── TESTO ESTRATTO

Il cammino per Santiago non è solo un film, ma un evento più unico che raro, dove temi come la morte, la fede e il senso ultimo delle cose vengono affrontati con uno sguardo asciutto e commovente, che arriva dritto al cuore. Grandissima l’interpretazione di Martin Sheen, mai stato così in forma come in questa pellicola alla veneranda età di 72 anni, qui al fianco di suo figlio Emilio Estevez (attore e regista).
Tom è un medico americano di successo, che passa la sua terza età tra lo studio dove lavora e il campo da golf, dove si distrae con i colleghi. Qui un giorno viene raggiunto dalla notizia che suo figlio Daniel, quarantenne, è rimasto ucciso da un temporale sui Pirenei. Giunto in Europa per recuperare le spoglie del figlio, Tom scopre che Daniel aveva intrapreso il Cammino di Santiago de Compostela, un sentiero di 800 chilometri tra Francia e Spagna che i pellegrini percorrono a piedi, tappa dopo tappa, mossi da motivazioni personali anche molto diverse fra loro. Con la scatola delle ceneri nello zaino, Tom decide di camminare al posto di Daniel e di portare a termine il suo viaggio. Lungo la via, l’incontro con tre inattesi compagni di strada lo strapperà alla solitudine e lo costringerà all’esperienza, perché “la vita non si sceglie, si vive”.

────

◆ COMPITO ◆
Scrivi il seguito del testo sul film Il cammino per Santiago, ripartendo dopo la sua ultima frase. Le voci provengono da una fonte diversa dal testo sul film.

── DATI FORNITI

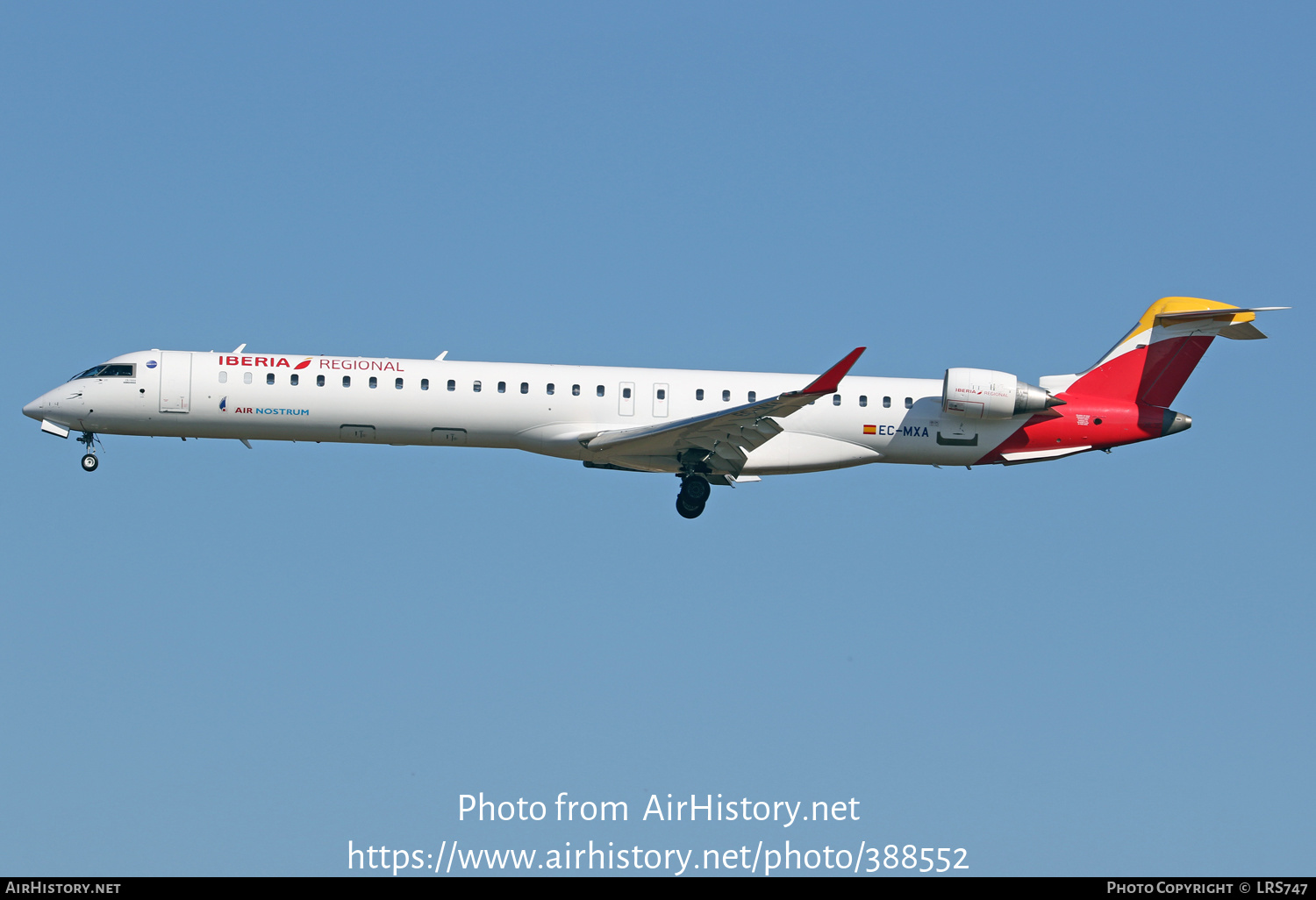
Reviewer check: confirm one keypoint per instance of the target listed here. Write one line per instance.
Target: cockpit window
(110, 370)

────
── DATI FORNITI

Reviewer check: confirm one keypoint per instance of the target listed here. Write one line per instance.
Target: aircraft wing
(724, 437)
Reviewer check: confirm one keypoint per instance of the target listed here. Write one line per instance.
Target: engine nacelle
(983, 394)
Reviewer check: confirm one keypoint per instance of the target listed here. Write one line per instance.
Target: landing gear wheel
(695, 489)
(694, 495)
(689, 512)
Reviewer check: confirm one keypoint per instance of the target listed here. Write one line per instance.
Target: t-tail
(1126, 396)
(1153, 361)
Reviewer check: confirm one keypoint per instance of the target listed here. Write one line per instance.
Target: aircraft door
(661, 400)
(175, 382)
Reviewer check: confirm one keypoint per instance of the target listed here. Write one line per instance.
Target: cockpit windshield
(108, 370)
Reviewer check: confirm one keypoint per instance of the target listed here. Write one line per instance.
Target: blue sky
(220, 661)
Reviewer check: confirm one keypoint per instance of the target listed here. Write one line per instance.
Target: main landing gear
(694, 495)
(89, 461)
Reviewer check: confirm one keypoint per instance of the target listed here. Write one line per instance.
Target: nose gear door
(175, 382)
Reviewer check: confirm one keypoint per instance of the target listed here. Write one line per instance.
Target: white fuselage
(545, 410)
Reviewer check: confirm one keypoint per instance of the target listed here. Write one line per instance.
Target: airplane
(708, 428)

────
── DATI FORNITI

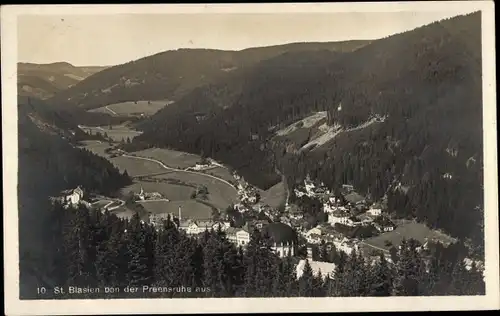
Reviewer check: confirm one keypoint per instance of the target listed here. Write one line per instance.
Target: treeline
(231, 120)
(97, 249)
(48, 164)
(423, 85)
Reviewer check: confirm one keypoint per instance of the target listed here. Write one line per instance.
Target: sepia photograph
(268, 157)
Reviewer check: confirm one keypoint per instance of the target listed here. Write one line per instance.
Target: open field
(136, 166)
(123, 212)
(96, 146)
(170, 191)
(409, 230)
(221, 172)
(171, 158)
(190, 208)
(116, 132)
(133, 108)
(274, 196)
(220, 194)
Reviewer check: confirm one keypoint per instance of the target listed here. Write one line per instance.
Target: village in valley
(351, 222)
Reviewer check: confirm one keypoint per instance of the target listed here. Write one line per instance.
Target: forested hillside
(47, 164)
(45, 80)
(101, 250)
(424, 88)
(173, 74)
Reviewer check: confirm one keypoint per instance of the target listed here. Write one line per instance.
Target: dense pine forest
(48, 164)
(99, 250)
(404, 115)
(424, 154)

────

◆ SOLUZIONE ◆
Come l’antico cammino per il protagonista, il film non fa miracoli e non nasconde le sue debolezze, ma è una visione che merita e commuove, anche grazie alla compagnia di un inglese di nome James Nesbitt, della canadese Deborah Kara Unger e di un pittoresco olandese (Yorik Van Wageningen).
Legato intimamente a questa terra e a questa strada è il gruppo Galiziano Luar na Lubre (Luar significa chiaro di luna, mentre Lubre è una sorta di foresta magica nella cultura e mitologia celtica) famoso per le sue atmosfere arcaiche come la famosa Chove en Santiago.